Pick up the essay on marriage and relationships below, starting right after its last sentence.
** PASSAGE SHOWN follows **
Granted, he tends to be less abrasive and/or explosive than I am in general, but I was really, really surprised that my being so calm and so genuine netted me exactly the response I was looking for. So it appears that, not only do relationships take really hard work, but the work pays off.
3. You will sometimes go to bed mad (and maybe even wake up madder).
Toward the end of my first marriage, my ex and I would go to bed mad all the time – primarily because arguing in the evening makes me really, really sleepy. Like fighting, for me, uses more mental energy than anything else (maybe not calculus or open-heart surgery, but I’ve also never tried those things). So we’d be mid-screaming-match, and I would just kind of fall asleep. Maybe it’s my body’s way of keeping me from saying something I’d really regret?
These days, I feel fortunate inasmuch as Doug and I have never gone to bed angry. Sad, yes; disappointed, maybe; but not mad. Then again, we don’t fight as much in general as my ex and I did, so I guess the odds are in our favor. Still, should the day come when we’re arguing at midnight, chances are, I will fall asleep in the middle of it. I just don’t subscribe to the theory, “Don’t go to bed angry; stay up and fight all night.”
4. You will go without sex – sometimes for a long time – and that’s okay.
I have gone without sex for a long time. My ex and I chose not to have sex before we were married, so technically, I went without sex[ual intercourse] for almost three years. And, as I unfortunately confirmed on our wedding night, my ex and I were in no way sexually compatible, which is a hard thing to learn when you’re denying yourself sex. So even after we started having sex, we didn’t have much.
The peaks and valleys of activity in my sex life often remind me of that one episode of Grey’s Anatomy, where Izzie is talking about her sex drive as a sleeping beast: when it’s not being fed, it doesn’t know it’s hungry; but once it’s awakened… watch out.
** End of PASSAGE SHOWN **
** ENTRIES SUPPLIED follows **
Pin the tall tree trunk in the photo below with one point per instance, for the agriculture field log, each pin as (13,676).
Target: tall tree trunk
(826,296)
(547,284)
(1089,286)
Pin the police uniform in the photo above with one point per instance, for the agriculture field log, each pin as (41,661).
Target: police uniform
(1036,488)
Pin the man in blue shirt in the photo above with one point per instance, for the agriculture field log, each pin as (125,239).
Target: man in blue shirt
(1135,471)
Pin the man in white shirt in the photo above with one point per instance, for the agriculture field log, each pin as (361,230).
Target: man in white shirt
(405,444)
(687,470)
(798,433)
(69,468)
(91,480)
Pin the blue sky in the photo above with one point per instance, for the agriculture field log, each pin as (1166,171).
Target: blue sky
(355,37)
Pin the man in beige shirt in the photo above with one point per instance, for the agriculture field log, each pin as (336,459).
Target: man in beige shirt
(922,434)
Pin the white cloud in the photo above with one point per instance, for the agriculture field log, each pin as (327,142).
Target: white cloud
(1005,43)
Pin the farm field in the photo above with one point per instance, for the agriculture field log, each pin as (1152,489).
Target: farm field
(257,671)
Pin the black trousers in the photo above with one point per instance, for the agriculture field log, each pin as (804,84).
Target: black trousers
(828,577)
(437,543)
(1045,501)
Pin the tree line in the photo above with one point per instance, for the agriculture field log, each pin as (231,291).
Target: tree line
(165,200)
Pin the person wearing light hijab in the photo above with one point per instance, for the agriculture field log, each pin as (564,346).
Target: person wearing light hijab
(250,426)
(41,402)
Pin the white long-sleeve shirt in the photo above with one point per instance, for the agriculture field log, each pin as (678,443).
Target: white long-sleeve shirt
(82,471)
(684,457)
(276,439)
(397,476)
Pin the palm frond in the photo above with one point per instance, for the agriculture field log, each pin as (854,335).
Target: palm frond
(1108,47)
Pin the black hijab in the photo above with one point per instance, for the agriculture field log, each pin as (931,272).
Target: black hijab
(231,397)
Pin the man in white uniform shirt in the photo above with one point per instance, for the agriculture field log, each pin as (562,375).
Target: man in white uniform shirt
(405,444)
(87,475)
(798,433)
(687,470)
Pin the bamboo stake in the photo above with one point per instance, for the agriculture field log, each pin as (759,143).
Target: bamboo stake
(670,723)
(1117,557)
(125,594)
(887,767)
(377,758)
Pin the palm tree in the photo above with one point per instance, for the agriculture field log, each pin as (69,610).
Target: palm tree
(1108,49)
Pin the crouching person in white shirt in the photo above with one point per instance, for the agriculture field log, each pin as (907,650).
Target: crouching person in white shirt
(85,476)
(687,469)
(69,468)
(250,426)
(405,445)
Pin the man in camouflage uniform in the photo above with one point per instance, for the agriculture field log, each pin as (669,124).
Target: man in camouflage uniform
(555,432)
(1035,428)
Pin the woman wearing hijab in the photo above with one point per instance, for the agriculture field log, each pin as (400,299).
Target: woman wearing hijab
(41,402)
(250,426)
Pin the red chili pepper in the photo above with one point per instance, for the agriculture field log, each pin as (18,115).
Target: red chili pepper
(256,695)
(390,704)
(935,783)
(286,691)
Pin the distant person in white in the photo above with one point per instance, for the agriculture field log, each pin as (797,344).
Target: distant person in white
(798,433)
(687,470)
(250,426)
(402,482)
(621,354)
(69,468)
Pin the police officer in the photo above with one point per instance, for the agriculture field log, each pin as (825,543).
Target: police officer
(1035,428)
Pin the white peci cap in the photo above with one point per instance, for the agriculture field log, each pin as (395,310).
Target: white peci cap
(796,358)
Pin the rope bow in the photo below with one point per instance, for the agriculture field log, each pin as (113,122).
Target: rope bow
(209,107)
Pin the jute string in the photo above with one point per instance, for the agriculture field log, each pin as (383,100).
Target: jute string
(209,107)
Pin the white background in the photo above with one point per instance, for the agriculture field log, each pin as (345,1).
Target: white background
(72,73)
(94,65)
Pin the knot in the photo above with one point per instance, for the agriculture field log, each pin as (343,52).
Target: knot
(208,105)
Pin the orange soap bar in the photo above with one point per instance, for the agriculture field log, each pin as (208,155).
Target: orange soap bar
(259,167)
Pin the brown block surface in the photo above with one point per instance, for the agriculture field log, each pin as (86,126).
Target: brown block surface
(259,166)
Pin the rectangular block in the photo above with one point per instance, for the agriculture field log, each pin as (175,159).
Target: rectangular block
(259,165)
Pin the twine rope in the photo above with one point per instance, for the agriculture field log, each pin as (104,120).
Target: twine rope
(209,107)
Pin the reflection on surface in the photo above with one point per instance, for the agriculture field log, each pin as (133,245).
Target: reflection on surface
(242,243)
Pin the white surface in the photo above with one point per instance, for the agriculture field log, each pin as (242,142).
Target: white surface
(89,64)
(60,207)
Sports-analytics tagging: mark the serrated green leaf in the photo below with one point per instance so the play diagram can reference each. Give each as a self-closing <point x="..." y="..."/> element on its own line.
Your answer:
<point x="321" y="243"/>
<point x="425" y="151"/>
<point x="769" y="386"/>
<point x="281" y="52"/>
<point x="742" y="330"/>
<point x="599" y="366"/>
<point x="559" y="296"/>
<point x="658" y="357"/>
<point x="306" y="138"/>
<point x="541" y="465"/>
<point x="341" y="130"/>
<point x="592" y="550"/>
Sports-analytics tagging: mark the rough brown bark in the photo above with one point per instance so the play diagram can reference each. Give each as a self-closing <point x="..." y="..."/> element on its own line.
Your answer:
** End of ENTRIES SUPPLIED **
▸ EXERCISE OUTPUT
My beast, as it turns out, can be kind of lazy inside the context of a long-term relationship, and I’m still coming to terms with the “and that’s okay” part of this. I don’t always want sex, but I want to want sex. I want the closeness it brings, and the adrenaline and the seratonin. I get frustrated when Doug asks and I don’t want to, but I get equally frustrated when Doug fails to ask at times when I would say yes.
I guess what it comes down to is that, during the first few months of a relationship, we have lots of sex because we’re still learning about the other person’s body and how it may or may not work with our own. Later, as we become more comfortable together, this insatiable need for the physical tapers off, but the sexual education of the relationship doesn’t stop. Instead of learning about each other’s bodies, it becomes about learning to navigate the dance of when and how and how often, learning what sacrifices to make in order to make time for sex at all (because once it’s lost its priority status, it can be hard to squeeze in to a busy lifestyle). It’s about learning to embrace the peaks and forgive ourselves the valleys – a process which, it seems to me at least, will probably continue for the next 50-60 years.
So much the better.
To be continued…
*People have asked me how Doug puts up with me posting all this personal information about him and our relationship all the time. For the record, I have never been concerned about the way anything I’ve said here might affect him, until writing this blunt description. I’m hoping that all the nice things following it will give him the grace to forgive me.